[[ Given entries, beginning ]]

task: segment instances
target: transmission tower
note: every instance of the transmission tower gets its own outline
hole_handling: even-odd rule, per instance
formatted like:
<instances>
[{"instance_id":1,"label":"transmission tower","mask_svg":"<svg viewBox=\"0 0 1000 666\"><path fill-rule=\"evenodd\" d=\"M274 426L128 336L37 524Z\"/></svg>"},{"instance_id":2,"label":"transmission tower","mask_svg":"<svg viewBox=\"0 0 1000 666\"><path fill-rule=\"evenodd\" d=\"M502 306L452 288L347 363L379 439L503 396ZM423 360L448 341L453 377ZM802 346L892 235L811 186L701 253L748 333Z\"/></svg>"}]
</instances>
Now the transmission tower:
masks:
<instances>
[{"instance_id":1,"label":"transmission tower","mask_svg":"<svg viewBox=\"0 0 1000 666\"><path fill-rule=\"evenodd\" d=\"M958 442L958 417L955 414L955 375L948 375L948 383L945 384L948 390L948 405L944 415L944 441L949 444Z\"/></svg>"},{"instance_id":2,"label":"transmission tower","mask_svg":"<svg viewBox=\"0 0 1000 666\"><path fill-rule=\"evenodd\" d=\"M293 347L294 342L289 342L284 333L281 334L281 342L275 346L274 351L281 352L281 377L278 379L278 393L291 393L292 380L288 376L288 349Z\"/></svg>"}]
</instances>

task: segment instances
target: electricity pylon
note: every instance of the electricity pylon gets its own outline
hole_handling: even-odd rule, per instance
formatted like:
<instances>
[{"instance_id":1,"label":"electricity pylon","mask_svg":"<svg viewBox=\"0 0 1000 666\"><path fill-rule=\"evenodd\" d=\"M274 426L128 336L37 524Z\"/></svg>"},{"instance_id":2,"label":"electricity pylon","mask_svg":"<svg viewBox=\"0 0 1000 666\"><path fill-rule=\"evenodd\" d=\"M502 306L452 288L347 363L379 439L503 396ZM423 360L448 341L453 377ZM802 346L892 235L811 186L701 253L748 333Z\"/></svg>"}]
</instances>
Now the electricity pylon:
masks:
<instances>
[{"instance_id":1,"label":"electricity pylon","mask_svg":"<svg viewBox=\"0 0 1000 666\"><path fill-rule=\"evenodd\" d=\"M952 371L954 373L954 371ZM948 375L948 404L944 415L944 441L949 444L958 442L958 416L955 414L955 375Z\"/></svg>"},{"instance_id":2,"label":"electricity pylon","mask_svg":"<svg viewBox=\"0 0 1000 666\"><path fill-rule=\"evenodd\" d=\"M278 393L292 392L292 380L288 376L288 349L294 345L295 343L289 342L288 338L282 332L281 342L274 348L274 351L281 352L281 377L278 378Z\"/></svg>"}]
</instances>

[[ Given entries, end ]]

**Work required:** Reproduce the data. Keep it exact.

**Answer for the task:**
task: segment instances
target: transmission tower
note: every instance of the transmission tower gets its own outline
hole_handling: even-odd rule, per instance
formatted like:
<instances>
[{"instance_id":1,"label":"transmission tower","mask_svg":"<svg viewBox=\"0 0 1000 666\"><path fill-rule=\"evenodd\" d=\"M274 426L128 336L37 524Z\"/></svg>"},{"instance_id":2,"label":"transmission tower","mask_svg":"<svg viewBox=\"0 0 1000 666\"><path fill-rule=\"evenodd\" d=\"M502 306L452 288L347 363L379 439L503 396ZM423 360L448 341L453 377ZM802 346L892 235L811 186L701 253L748 333Z\"/></svg>"}]
</instances>
Now the transmission tower:
masks:
<instances>
[{"instance_id":1,"label":"transmission tower","mask_svg":"<svg viewBox=\"0 0 1000 666\"><path fill-rule=\"evenodd\" d=\"M958 442L958 417L955 414L955 375L948 375L948 383L945 384L948 390L948 405L944 415L944 441L949 444Z\"/></svg>"},{"instance_id":2,"label":"transmission tower","mask_svg":"<svg viewBox=\"0 0 1000 666\"><path fill-rule=\"evenodd\" d=\"M293 347L294 342L289 342L284 333L281 334L281 342L275 346L274 351L281 352L281 377L278 379L278 393L291 393L292 380L288 376L288 349Z\"/></svg>"}]
</instances>

task: segment instances
target: electricity pylon
note: every instance of the electricity pylon gets its own outline
hole_handling: even-odd rule, per instance
formatted like:
<instances>
[{"instance_id":1,"label":"electricity pylon","mask_svg":"<svg viewBox=\"0 0 1000 666\"><path fill-rule=\"evenodd\" d=\"M274 426L128 336L37 524Z\"/></svg>"},{"instance_id":2,"label":"electricity pylon","mask_svg":"<svg viewBox=\"0 0 1000 666\"><path fill-rule=\"evenodd\" d=\"M502 306L452 288L347 363L379 439L503 396ZM423 360L448 341L453 377ZM802 346L892 235L811 186L701 253L748 333Z\"/></svg>"}]
</instances>
Now the electricity pylon:
masks:
<instances>
[{"instance_id":1,"label":"electricity pylon","mask_svg":"<svg viewBox=\"0 0 1000 666\"><path fill-rule=\"evenodd\" d=\"M952 371L954 373L954 371ZM948 375L948 404L944 415L944 441L949 444L958 442L958 416L955 414L955 375Z\"/></svg>"},{"instance_id":2,"label":"electricity pylon","mask_svg":"<svg viewBox=\"0 0 1000 666\"><path fill-rule=\"evenodd\" d=\"M278 393L292 392L292 380L288 376L288 349L294 345L295 343L289 342L288 338L282 332L281 342L274 348L274 351L281 352L281 377L278 378Z\"/></svg>"}]
</instances>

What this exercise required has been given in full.